## ПРЕДОСТАВЛЕННЫЙ ФРАГМЕНТ

<<<<

Поэт Мария СТЕПАНОВА написала удивительную книгу «Памяти памяти» – Microsoft Word неизменно подчёркивает второе слово, разумея его как повторяющееся. Однако в названии такое удвоение существенно, так как в «романсе» (такой подзаголовок имеет книга), густонаселённом людьми уже ушедшими, память становится той лёгкой субстанцией, которую нужно помнить и сохранять. Отношения с умершими, наделёнными странной силой и бессилием, частные истории, входящие, как в реку, в Общую, чужие письма и открытки – все эти темы связаны с темой памяти и персонажами, которые выходят на сцену текста. Одним из таких особенных актёров стал американский художник и режиссёр Джозеф Корнелл – Cineticle с любезного разрешения автора и «Нового издательства» публикует фрагмент книги, посвящённый его жизни и творчеству.
В декабре 1936-го в одной нью-йоркской галерее Джозеф Корнелл показывал небольшой группе зрителей свой первый фильм. Он назывался «Rose Hobart» и длился примерно семнадцать минут. Глаз проектора был закрыт синим стеклом, придававшим изображению лунный оттенок; фильм шел на замедленной скорости и без звука, словно все происходило двадцать лет назад, во времена немого кино.
Среди зрителей был тридцатидвухлетний Сальвадор Дали. Где-то в середине показа он вскочил и опрокинул проектор, крича, что Корнелл его обокрал. Эта идея, настаивал он, была в его, Дали, подсознании, это его собственные сны и Корнелл не имел никакого права распоряжаться ими как своими.
После того, как Дали и Гала покинули помещение, показ продолжился; темно-синие туземцы в голубоватых набедренных повязках шестами гнали крокодилов к реке, ветер шевелил пальмы, женщина ослепительной красоты приближалась к чему-то и внимательно смотрела, а потом делала это же еще пару раз. Солнце затмевалось; на поверхности воды появлялся круглый, как око, пузырь. Женщина играла с обезьянкой. Больше это кино автор не демонстрировал; с другой стороны, свою функцию оно выполнило и так.

>>>>

## ИСХОДНЫЕ ДАННЫЕ

<<<<

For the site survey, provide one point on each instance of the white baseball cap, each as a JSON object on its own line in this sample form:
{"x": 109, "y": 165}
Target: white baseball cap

>>>>

## СУТЬ ЗАДАНИЯ
Ответьте, пожалуйста, по фрагменту о Джозефе Корнелле: чем был закрыт глаз проектора во время показа фильма «Rose Hobart»?

## РЕЗУЛЬТАТ ЗАДАНИЯ
Синим стеклом, придававшим изображению лунный оттенок.